Your output must consist solely of the lines from the one containing "[indicate] pile of" through the end of the records, reproduced exactly.

━━━━━━

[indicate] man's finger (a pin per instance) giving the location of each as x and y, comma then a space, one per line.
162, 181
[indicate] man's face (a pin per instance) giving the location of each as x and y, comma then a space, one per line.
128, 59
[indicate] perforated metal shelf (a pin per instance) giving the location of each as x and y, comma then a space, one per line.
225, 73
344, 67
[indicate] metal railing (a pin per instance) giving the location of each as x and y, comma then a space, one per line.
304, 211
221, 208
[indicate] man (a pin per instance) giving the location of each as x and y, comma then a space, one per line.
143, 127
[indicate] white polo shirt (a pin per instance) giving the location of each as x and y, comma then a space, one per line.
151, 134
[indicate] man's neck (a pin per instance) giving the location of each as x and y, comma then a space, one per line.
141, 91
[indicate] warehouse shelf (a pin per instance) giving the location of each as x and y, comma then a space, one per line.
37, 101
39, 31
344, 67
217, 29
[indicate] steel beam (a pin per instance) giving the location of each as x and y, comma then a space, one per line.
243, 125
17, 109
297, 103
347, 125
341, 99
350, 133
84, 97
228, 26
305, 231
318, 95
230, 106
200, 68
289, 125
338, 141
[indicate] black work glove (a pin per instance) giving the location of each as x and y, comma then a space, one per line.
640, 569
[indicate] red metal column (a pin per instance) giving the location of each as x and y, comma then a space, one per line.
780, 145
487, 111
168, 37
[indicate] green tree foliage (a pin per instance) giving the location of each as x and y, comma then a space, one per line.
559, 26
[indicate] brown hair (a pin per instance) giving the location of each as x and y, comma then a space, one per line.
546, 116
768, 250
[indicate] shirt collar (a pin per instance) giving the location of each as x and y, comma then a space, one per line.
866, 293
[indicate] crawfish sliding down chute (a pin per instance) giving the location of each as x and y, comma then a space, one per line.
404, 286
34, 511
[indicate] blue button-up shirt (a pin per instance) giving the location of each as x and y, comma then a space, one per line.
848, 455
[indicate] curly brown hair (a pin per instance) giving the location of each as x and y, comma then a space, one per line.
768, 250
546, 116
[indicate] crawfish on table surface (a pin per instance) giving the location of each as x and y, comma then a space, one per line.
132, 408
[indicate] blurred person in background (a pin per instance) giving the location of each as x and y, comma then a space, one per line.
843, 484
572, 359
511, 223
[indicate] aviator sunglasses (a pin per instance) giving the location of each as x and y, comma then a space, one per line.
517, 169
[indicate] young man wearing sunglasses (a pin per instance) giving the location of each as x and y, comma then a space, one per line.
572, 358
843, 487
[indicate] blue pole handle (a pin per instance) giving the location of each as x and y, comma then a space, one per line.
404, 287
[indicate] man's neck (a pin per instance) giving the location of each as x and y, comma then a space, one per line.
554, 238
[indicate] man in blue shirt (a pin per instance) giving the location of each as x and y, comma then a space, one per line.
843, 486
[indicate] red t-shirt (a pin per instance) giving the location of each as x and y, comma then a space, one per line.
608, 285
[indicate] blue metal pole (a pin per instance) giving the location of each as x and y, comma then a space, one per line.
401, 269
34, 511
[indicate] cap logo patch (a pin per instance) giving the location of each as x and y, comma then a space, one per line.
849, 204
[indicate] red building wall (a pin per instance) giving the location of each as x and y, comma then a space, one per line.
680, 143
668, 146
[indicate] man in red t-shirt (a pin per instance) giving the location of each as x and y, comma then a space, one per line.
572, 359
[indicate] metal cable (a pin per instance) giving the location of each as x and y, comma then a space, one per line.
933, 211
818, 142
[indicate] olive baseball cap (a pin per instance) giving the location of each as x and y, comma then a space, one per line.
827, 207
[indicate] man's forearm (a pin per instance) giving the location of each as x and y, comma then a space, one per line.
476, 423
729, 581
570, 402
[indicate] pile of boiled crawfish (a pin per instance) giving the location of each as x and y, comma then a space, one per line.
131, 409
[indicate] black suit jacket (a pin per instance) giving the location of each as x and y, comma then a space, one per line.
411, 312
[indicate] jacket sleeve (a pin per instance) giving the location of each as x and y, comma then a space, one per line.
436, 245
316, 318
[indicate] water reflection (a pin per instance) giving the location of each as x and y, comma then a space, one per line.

━━━━━━

- _EXERCISE RESULT_
[indicate] pile of boiled crawfish (a pin per instance) giving the location of each as x and y, comma then a space, one per line.
131, 409
[indicate] black suit jacket (a pin per instance) giving the location of each as x and y, comma then a space, one per line.
411, 312
[indicate] jacket sleeve (a pin per instance) giving the location of each as x and y, comma then a space, one per line.
436, 245
316, 318
[indicate] water reflection (a pin per instance) giving the location of each as x and y, comma then a space, one per line.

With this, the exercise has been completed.